-- START OF RECORDS FOR THE EXERCISE --

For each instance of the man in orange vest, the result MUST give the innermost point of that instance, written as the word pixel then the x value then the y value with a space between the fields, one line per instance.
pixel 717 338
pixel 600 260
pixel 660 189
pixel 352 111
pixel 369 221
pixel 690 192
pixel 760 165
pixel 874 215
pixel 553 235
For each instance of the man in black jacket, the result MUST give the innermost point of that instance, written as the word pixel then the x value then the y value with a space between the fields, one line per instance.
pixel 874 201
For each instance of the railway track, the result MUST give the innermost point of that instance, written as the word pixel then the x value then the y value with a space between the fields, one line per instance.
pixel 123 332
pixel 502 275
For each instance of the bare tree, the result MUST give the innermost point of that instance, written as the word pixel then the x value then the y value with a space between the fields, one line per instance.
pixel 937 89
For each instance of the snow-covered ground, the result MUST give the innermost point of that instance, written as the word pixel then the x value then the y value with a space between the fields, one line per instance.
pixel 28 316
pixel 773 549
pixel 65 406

-- END OF RECORDS FOR THE EXERCISE --

*WHAT YOU WILL DO*.
Swap each occurrence of "innermost point" in the lines above for "interior point", and reproduce the lines with nothing else altered.

*SOLUTION TO THE EXERCISE*.
For each instance of the man in orange vest, the result MUST give the interior point of that instance, written as the word pixel then the x value then the y value with a space between the fields, one line per instance.
pixel 717 338
pixel 600 260
pixel 660 189
pixel 352 111
pixel 369 221
pixel 690 192
pixel 760 165
pixel 874 215
pixel 553 235
For each instance of the man in black jacket, the result MUST give the interior point of that instance, written as the word pixel then the x value then the y value with a space between the fields, one line per instance.
pixel 874 201
For each instance of the railway track, the result MUST give the interior point of that instance, written as the word pixel then the x value then the y value with a space between the fields, one line per instance.
pixel 123 332
pixel 502 275
For each instance of the bare tree, the result MUST give the interior point of that instance, written as the word pixel then the x value then the y value with a space between the fields, one line per instance.
pixel 937 89
For each instance of the snow-covered ground, the result MUST give the interior point of that instance, written as the word pixel then the x value then the y value with a space between the fields, one line per instance.
pixel 28 316
pixel 773 549
pixel 65 406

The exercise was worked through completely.